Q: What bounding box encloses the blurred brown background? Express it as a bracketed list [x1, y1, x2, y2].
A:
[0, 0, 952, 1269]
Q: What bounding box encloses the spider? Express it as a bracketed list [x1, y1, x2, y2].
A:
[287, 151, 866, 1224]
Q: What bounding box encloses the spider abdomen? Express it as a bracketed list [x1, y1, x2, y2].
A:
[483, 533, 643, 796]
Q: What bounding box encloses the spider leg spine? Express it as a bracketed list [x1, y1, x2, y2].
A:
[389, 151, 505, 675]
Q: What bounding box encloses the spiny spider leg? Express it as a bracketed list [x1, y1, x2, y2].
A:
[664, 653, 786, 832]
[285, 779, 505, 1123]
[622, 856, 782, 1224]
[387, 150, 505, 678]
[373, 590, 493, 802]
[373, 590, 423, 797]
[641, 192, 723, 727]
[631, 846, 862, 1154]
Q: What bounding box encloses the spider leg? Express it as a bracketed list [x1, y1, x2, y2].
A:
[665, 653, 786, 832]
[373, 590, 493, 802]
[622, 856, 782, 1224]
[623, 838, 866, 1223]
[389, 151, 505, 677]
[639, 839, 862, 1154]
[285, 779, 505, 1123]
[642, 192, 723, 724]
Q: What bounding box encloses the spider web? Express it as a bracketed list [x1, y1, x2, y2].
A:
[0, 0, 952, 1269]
——————
TASK DIRECTIONS:
Lay out every line of the listing above as a JSON list of strings, one string per line, leaving out any blank lines.

FINISHED EXERCISE:
[
  "Q: What bounding box encloses the blurred brown background? Express it as a bracketed list [x1, y1, x2, y2].",
  "A:",
  "[0, 0, 952, 1269]",
  "Q: What bounding box encloses the spider? Express it as a bracketed list [x1, y1, x2, y2].",
  "A:",
  "[287, 151, 866, 1224]",
  "Q: What bounding box encloses the spider abdomen? Express it as a bracketed list [x1, y1, x2, y2].",
  "A:",
  "[483, 533, 643, 796]",
  "Q: What bounding box encloses the spider leg spine? Express it as a bracketed list [x1, y1, x2, y2].",
  "A:",
  "[389, 151, 505, 675]",
  "Q: What bounding box encloses the spiny spider leg? Express it as a bracketed list [x1, y1, x2, y2].",
  "A:",
  "[664, 653, 786, 832]",
  "[285, 779, 505, 1123]",
  "[622, 856, 782, 1224]",
  "[387, 150, 505, 678]",
  "[373, 590, 493, 802]",
  "[373, 590, 423, 797]",
  "[641, 192, 723, 727]",
  "[631, 846, 862, 1154]",
  "Q: What bounding box encloses the spider leg? Express it as a bracketed list [x1, y1, x2, y2].",
  "A:",
  "[665, 653, 786, 832]",
  "[373, 590, 493, 802]",
  "[622, 856, 782, 1224]",
  "[623, 838, 866, 1223]",
  "[389, 151, 505, 677]",
  "[639, 839, 862, 1154]",
  "[285, 779, 505, 1123]",
  "[642, 192, 723, 724]",
  "Q: What bounding box encloses the spider web? Express it as a bracketed list [x1, y1, x2, y2].",
  "A:",
  "[0, 0, 952, 1269]"
]